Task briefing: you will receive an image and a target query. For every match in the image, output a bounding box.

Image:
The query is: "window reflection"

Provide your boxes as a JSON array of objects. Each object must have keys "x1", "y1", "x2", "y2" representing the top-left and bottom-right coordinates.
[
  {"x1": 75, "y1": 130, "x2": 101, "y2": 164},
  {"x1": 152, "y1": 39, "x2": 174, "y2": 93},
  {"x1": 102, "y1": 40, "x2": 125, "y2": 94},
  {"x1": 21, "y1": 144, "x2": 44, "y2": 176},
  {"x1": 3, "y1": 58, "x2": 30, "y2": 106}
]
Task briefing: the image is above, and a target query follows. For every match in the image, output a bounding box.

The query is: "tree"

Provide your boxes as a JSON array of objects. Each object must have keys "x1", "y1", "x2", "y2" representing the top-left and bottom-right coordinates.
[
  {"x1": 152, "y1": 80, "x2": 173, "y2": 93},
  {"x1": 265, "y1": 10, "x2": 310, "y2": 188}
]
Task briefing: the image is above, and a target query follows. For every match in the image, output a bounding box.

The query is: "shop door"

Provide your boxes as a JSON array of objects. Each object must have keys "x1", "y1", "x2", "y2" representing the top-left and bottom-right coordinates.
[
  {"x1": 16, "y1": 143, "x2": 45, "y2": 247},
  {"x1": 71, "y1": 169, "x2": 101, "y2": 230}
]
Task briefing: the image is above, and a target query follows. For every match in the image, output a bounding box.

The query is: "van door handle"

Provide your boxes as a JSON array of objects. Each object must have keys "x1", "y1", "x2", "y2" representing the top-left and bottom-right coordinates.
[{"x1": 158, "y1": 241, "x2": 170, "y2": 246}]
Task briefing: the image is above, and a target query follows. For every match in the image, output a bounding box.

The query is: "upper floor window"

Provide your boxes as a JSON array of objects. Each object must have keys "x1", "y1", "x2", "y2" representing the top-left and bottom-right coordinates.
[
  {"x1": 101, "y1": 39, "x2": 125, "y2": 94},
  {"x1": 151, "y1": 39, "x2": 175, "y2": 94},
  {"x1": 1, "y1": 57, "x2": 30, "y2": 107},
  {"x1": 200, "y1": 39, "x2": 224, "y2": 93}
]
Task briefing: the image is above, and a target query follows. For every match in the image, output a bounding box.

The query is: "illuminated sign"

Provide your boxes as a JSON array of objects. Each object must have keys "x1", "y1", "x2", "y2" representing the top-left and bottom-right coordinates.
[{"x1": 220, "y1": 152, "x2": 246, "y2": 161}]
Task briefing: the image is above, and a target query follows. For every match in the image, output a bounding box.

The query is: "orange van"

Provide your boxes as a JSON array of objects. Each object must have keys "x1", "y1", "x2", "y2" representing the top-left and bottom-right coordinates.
+--
Whichever lines of the material hold the word "window", find and copy them.

-- Response --
The query is: "window reflection"
The query is: "upper floor window"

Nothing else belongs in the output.